We’ve never been strangers to disruption in the supply chain, but lately, we keep getting hit with ones we just didn’t expect. In some cases, cascading disruptions like the winter storm in Texas caused utilities to fail, knocking out critical upstream capacity in petrochemicals and semiconductors. This failure, in turn, is still wreaking havoc on a much wider swath of downstream industries reliant on ready supply of those critical ingredients. In others, it’s the proverbial 100-year event that now seems to arrive every few years. #2020
What Might Come Next?
Later this spring, the Gartner Supply Chain Research team will publish the results of a study showing some supply chains as more successful at minimising exposure to all manner of disruptions. These organisations think differently about designing in mitigating characteristics and capabilities compared to most traditional supply chains. Perhaps this is the best we can do — shore up the castle walls and hope they weather whatever storm comes next.

Given task 1:
Edit the records starting with the line containing "Please annotate the concrete" and going on through the end of the records, replacing "apartment building" with "office building" and leaving everything else unchanged. Return only those lines.
Given task 2:
Resume the article on supply chain disruptions, continuing it from where it stops.
These records are unrelated to the supply chain article above.

Data shown:

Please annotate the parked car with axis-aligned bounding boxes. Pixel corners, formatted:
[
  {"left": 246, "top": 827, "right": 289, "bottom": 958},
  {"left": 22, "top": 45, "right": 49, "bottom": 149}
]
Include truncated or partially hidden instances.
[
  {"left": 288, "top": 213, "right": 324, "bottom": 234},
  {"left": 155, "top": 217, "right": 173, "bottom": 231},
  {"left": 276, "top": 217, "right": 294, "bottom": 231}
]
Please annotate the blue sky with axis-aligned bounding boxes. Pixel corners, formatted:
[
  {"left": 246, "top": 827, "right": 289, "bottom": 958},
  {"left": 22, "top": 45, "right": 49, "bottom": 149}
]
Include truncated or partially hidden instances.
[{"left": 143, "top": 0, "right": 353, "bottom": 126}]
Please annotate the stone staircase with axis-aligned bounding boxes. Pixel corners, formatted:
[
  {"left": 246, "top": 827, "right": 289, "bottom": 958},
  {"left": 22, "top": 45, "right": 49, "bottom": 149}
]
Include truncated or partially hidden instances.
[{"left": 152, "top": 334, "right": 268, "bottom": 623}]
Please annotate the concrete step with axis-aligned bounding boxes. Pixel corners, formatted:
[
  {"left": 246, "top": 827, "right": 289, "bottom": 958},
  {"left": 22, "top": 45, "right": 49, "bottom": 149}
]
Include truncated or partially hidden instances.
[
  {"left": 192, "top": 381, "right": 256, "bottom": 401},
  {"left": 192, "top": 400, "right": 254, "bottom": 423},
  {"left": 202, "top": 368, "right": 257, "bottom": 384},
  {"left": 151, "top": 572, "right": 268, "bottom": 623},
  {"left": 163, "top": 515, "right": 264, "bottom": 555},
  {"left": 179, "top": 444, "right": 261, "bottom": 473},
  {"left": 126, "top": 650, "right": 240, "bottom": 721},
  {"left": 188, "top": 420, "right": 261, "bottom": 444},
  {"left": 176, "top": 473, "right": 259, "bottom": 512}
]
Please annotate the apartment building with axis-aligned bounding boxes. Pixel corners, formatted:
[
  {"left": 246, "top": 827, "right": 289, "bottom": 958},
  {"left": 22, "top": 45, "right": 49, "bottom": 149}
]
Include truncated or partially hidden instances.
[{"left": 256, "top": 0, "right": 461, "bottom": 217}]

Exercise answer 1:
Please annotate the concrete step with axis-aligned bounding boxes. Pixel corners, formatted:
[
  {"left": 246, "top": 827, "right": 289, "bottom": 958},
  {"left": 22, "top": 45, "right": 49, "bottom": 149}
]
Include truncated or partially hidden instances.
[
  {"left": 192, "top": 381, "right": 256, "bottom": 401},
  {"left": 192, "top": 400, "right": 254, "bottom": 423},
  {"left": 202, "top": 368, "right": 257, "bottom": 384},
  {"left": 151, "top": 572, "right": 268, "bottom": 623},
  {"left": 163, "top": 515, "right": 264, "bottom": 555},
  {"left": 179, "top": 444, "right": 261, "bottom": 473},
  {"left": 126, "top": 650, "right": 240, "bottom": 721},
  {"left": 188, "top": 420, "right": 261, "bottom": 444},
  {"left": 176, "top": 473, "right": 259, "bottom": 512}
]
Please annotate the office building with axis-aligned bounding boxes. Pixel corners, formatted:
[
  {"left": 246, "top": 827, "right": 289, "bottom": 958},
  {"left": 22, "top": 45, "right": 49, "bottom": 149}
]
Include truncated or partially hidden instances.
[{"left": 256, "top": 0, "right": 461, "bottom": 217}]

Exercise answer 2:
On the other hand, we are planners in the supply chain. There’s got to be a way to bring some of these unexpected risks onto our registers, right? Maybe we just need to channel our inner Debbie Downer and open our minds to the possibilities. In this spirit, here are a few disruptors lurking right at the edge of our day-to-day.
A Massive Cyber Attack
The secret, unwanted code may already be sitting on your company’s servers, lying in wait for the trigger date or event. Imagine an attack that shuts down not only your own systems (email, ERP, partner portals, etc.) but at the same time those of some of your customers, suppliers, and strategic partners. Cyberattacks are the modern-day version of a Cold War strike. As tensions between East and West escalate, the probability of an attack making it past the firewall will only increase. In some cases, perpetrators’ motives may be purely financial or anarchistic in nature, but the net result is the same. In total, the financial impact of cybercrime is expected to reach $US10.5 trillion by 2025. To put this in perspective, a country of that size would run the third-largest economy in the world.
Cyber disruption is no longer a “black swan” risk, it’s more like a seagull, loaded and ready to strike.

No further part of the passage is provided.